§ **DESCRIPTION OF THE TASK**: Which lines of the records below contain the word "green"? Show each one.

§ **RECORDS SHOWN**:
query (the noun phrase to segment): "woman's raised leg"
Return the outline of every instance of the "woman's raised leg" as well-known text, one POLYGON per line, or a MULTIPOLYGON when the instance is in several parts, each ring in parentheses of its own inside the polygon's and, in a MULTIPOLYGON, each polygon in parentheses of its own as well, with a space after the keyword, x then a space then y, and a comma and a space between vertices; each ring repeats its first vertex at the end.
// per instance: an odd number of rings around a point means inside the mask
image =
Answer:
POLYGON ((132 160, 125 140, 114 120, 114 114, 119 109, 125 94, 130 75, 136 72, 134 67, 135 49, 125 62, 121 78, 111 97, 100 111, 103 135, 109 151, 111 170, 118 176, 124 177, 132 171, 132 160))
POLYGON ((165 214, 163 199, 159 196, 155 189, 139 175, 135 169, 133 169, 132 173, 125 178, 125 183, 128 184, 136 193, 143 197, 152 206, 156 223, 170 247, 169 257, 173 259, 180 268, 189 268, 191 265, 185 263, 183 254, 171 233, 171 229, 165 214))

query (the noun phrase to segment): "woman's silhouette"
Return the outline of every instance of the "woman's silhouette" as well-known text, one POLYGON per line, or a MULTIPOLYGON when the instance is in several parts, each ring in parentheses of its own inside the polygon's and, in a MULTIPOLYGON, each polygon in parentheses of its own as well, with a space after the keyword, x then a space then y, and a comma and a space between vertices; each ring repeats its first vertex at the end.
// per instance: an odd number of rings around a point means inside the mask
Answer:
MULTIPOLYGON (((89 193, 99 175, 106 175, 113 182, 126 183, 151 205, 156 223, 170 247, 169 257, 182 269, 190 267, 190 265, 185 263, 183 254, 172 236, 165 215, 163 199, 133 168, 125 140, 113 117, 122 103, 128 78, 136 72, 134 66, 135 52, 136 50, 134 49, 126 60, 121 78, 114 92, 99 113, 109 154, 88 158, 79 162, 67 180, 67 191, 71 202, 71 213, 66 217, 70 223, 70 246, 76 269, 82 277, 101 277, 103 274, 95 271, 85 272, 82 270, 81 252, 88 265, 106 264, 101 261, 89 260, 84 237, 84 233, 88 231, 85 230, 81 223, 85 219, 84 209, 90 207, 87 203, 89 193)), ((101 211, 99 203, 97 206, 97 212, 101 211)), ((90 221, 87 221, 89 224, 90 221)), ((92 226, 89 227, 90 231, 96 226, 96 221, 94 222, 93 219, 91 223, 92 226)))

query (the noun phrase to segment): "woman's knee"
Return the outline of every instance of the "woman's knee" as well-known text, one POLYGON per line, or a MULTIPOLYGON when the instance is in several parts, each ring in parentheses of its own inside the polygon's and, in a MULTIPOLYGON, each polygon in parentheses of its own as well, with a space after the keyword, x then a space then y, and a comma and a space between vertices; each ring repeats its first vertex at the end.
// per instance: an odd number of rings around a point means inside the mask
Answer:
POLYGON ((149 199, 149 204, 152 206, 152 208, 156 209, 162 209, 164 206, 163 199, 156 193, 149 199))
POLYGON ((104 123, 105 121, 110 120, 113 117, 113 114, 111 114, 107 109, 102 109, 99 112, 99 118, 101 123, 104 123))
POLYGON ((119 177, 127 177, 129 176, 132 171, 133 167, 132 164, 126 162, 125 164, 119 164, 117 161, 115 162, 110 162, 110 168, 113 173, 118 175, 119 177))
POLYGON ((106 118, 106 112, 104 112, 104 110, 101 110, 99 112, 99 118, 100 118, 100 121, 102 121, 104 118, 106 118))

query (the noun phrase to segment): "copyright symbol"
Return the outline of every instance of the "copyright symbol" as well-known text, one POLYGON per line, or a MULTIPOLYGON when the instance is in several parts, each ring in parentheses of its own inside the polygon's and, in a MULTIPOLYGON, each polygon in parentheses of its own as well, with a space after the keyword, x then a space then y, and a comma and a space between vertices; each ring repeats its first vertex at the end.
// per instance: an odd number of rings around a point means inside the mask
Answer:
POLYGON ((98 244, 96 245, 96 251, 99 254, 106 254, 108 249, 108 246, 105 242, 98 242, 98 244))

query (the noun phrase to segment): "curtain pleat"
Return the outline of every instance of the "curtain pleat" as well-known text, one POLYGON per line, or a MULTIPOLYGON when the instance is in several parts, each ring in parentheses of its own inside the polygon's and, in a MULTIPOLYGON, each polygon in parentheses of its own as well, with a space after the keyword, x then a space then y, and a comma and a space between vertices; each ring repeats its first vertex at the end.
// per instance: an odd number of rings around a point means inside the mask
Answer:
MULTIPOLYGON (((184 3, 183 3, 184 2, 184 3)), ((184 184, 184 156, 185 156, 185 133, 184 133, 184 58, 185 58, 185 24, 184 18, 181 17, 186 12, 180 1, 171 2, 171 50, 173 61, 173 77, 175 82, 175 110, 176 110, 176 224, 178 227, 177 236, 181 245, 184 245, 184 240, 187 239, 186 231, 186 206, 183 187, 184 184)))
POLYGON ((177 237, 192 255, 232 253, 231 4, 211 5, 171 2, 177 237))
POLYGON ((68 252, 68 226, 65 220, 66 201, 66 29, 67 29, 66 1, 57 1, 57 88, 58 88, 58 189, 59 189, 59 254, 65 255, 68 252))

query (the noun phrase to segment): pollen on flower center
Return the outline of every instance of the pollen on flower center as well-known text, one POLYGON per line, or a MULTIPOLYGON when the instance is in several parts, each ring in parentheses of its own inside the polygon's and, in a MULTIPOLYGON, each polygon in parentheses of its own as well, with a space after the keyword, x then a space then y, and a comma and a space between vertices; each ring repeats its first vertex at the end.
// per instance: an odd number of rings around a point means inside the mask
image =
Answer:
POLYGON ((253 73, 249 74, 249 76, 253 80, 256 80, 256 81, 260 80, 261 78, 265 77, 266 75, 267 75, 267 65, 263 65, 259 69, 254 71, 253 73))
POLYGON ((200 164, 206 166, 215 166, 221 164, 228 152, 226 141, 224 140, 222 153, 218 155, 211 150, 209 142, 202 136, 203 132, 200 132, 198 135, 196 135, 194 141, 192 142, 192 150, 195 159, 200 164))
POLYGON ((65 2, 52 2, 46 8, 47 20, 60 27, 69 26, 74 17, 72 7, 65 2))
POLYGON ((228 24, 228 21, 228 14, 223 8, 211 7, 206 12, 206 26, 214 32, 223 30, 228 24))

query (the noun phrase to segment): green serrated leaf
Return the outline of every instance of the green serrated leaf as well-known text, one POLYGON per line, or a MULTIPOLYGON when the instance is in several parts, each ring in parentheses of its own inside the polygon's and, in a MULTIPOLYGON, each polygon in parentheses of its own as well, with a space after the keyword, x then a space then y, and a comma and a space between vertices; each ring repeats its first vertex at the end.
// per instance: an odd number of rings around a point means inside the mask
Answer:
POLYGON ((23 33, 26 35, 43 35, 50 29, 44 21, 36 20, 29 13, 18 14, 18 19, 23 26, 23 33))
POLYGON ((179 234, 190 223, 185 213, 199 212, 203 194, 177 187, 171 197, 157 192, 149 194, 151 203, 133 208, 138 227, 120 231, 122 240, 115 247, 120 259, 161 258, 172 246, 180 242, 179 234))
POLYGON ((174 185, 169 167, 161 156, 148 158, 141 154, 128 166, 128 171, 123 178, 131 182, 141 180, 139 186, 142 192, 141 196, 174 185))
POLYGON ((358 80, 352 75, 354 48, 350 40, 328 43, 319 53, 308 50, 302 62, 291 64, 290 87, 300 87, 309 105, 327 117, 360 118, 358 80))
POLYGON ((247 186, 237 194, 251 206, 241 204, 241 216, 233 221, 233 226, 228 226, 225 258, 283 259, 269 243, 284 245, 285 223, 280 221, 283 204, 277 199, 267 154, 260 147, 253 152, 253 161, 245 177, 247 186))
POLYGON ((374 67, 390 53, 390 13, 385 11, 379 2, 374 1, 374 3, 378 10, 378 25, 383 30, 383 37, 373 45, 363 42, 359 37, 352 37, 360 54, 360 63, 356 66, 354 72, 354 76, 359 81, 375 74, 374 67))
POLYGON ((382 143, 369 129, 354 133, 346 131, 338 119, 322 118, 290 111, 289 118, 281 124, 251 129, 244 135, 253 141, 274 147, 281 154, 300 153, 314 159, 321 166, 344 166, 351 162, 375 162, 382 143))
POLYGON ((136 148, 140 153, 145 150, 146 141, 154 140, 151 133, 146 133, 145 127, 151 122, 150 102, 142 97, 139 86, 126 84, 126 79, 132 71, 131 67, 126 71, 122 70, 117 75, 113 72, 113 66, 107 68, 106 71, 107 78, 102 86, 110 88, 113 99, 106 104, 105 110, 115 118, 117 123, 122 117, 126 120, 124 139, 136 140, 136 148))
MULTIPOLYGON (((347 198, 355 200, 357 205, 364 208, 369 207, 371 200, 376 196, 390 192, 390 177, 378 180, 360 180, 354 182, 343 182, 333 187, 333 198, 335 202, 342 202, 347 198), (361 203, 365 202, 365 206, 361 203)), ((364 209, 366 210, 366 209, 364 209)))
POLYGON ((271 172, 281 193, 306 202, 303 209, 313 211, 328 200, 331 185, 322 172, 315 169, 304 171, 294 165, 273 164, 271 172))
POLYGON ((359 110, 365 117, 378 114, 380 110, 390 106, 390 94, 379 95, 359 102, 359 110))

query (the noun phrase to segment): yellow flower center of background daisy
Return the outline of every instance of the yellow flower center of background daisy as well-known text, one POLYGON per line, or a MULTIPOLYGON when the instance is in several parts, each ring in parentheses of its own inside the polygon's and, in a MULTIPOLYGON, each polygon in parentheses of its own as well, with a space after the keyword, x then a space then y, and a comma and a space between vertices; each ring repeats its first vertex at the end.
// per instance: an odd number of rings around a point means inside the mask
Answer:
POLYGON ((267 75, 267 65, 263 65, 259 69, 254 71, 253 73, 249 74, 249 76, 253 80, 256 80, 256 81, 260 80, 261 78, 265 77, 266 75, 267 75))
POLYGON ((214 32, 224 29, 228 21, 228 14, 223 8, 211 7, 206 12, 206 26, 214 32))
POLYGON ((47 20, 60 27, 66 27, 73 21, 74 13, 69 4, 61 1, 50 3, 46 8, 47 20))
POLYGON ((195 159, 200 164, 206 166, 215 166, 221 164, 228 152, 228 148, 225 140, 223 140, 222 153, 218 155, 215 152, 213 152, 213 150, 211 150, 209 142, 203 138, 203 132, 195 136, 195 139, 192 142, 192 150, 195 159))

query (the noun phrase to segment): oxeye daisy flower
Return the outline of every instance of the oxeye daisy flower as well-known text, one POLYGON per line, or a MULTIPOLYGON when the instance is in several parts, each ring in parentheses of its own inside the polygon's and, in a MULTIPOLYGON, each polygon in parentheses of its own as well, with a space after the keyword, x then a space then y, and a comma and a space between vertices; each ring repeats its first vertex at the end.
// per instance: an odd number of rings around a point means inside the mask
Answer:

§ **ANSWER TO THIS TASK**:
query (the noun phrase to segment): green serrated leaf
Return the outline of every instance of the green serrated leaf as well-known text, one POLYGON per line, or a MULTIPOLYGON when the instance is in several parts, each ring in parentheses of its own inside the polygon's and, in a MULTIPOLYGON, each polygon in parentheses of its own as well, with a space after the keyword, x then a space then y, and a comma and a space between vertices; each ring repeats its first vertex at the end.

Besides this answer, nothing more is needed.